[Consignes]
1) Traduisez en anglais la phrase suivante du récit sur la présidence de l'université : « Le pouvoir est certes un théâtre, mais il peut être expéditif, brutal pour ceux qui ont à le subir. »
2) Prolongez le récit sur la présidence de l'université en reprenant après sa dernière phrase.

Le temps passe. En décembre 1992, Jacques Jayez, élu président de l’université, me propose d’intégrer son équipe comme chargé de mission à la communication. Je consulte autour de moi. La charge de travail risque-t-elle d’être trop importante ? Vais-je devoir sacrifier encore un peu plus ma vie personnelle ? La fonction n’est-elle pas verrouillée ? Est-il possible de faire du travail utile dans cette position et le jeu en vaut-il la chandelle ? Jacques ne m’a pas donné beaucoup de directives. Il me dit d’aller assister à toutes les réunions qui m’intéressent, de me faire mon idée, puis de lui faire des propositions. Ce n’est que bien plus tard que je comprendrai l’enjeu associé à ma nomination. Il y avait jusque là une « chargée de communication » sur un poste de droit privé. La « redoubler » par la présence d’un enseignant-chercheur élu est un choix politique, mais peut-être plus encore une décision de management dont je ne découvrirai qu’après coup la portée. La chargée de com, V. C., est une femme dotée de solides certitudes et d’un caractère qui la fait craindre par la plupart des vice-présidents de l’équipe dirigeante. Il est vrai que ses colères sont impressionnantes. Par ailleurs, son action consiste pour une large part à appliquer des recettes qu’elle a apprises en suivant un DESS de communication à Bordeaux, elle manque de « vision » et d’originalité dans ses propositions. Un an plus tard, alors qu’elle a failli plusieurs fois me pousser à renoncer, son sort est scellé au cours d’un déjeuner informel avec le président et le premier vice président : elle est mutée sans autre forme de procès dans un labo de la fac des Sciences, loin de la présidence de l’université.
J’ignore encore tout cela au moment de prendre ma décision, et mes amis me conseillent plutôt d’accepter ce poste. Me voici donc membre du Bureau de l’université. Le saint des saints. C’est là que tout se décide. Le pouvoir est certes un théâtre, mais il peut être expéditif, brutal pour ceux qui ont à le subir. J’ai vu par exemple le responsable du festival international de théâtre universitaire, blême, se faire déposséder en quelques minutes de son budget, de sa fonction et de son titre. J’ai vu des milliers de francs (pas encore des euros) changer de destination lors de brèves discussions de couloir. J’ai vu des gens beaucoup plus importants que moi se confondre en remerciements pour des « services » que je leur avais rendus sans en mesurer la portée. J’ai vu en conseil d’administration des responsables de départements ou de laboratoires se déchirer entre eux pour l’obtention d’un poste, voire d’un demi poste, spécialité s’il en est de l’université française. J’ai vu aussi comment les gens importants règlent leurs conflits de telle façon que leurs bonnes relations n’en soient pas affectées : « Cher collègue, nous n’avons pas les mêmes informations. »

Extraits de données sur le pointage d'objets

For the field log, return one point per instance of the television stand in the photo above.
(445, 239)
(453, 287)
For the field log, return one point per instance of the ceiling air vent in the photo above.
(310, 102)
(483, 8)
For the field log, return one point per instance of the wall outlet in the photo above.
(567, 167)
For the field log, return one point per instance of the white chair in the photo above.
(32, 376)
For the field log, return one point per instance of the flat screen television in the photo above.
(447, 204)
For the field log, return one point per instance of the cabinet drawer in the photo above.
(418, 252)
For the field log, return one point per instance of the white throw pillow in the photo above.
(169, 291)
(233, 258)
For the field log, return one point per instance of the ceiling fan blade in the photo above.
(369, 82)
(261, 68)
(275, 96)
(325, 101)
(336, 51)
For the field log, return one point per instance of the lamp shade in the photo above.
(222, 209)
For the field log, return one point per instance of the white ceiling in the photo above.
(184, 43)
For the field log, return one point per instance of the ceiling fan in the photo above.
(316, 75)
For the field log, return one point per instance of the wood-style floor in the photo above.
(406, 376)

--

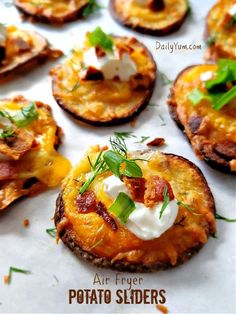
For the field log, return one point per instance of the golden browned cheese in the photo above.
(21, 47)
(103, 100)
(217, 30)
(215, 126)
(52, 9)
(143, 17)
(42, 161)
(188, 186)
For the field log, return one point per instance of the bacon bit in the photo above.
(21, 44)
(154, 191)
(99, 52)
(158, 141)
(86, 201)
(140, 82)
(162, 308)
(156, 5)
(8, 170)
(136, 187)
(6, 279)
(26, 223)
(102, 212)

...

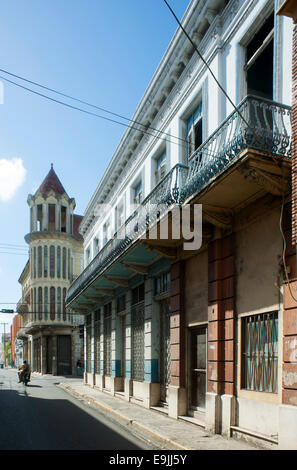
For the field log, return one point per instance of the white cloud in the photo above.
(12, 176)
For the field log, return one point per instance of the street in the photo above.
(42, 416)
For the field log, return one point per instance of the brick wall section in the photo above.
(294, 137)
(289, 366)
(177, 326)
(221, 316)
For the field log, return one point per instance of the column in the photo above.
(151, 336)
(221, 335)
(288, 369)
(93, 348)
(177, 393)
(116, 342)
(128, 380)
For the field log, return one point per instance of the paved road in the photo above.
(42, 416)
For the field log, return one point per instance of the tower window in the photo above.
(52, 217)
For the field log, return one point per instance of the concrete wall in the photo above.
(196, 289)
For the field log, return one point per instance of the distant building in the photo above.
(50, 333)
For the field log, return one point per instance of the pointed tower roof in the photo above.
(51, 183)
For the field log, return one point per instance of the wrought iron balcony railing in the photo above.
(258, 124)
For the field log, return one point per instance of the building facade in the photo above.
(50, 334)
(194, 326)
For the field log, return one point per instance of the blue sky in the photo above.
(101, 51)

[Réponses par consigne]
1) Power is certainly a theater, but it can be swift, brutal for those who have to endure it.

2)
J’ai donc observé la vanité du pouvoir. Par définition, le pouvoir vous expose aux regards, vous êtes sur le devant de la scène. Alors, on vous observe et on vous juge. Qu’il était donc difficile de répondre au téléphone sous le regard muet d’une secrétaire postée à deux mètres de moi, même si elle était d’une gentillesse et d’une discrétion absolues ! Cela m’a terriblement coûté d’avoir pour la première fois « sous mes ordres » une secrétaire attendant de moi des réponses et des consignes… Ajoutez à cela un adjoint et une stagiaire et vous aurez un tableau du service que j’étais censé diriger. Je repensais en permanence à mon père, qui a effectué sa carrière à la Banque de France. Arrivé comme simple « employé de guichet », il a passé les concours et fini responsable d’un service d’une quarantaine de personnes, dont je savais, sans me souvenir précisément d’où je tirais cette information, que c’étaient toutes des femmes et qu’elles étaient face à lui d’une particulière cruauté. C’était mon tour d’affronter le regard de subordonnés que j’imaginais inspecter mes chaussettes et évaluer mes dons de négociateur, mais dont je dois reconnaître avec le recul qu’il en existe certainement peu d’aussi respectueux et attentionnés que l’ont été Anne-Marie, Laurent et Béatrice.
Pour en revenir au Bureau de l’université, il faut bien dire que celui qui assiste à ses réunions parvient parfois à infléchir une décision, pas toujours en rapport avec ses attributions d’ailleurs. J’ai ainsi pu me faire entendre à propos du statut des PRAG (les professeurs agrégés du supérieur qui doivent un double service) face au chargé de l’immobilier qui tirait ses convictions de l’expérience de sa femme enseignante. Mais en règle générale, ces réunions sont, malgré leur densité, d’un ennui mortel. J’avoue que j’en ai « séché » certaines. Je partais à pied en direction de la Présidence et me disais en chemin que je n’avais vraiment pas envie d’y aller. Je m’arrêtais au café, puis je rentrais chez moi avec un sentiment éphémère de soulagement.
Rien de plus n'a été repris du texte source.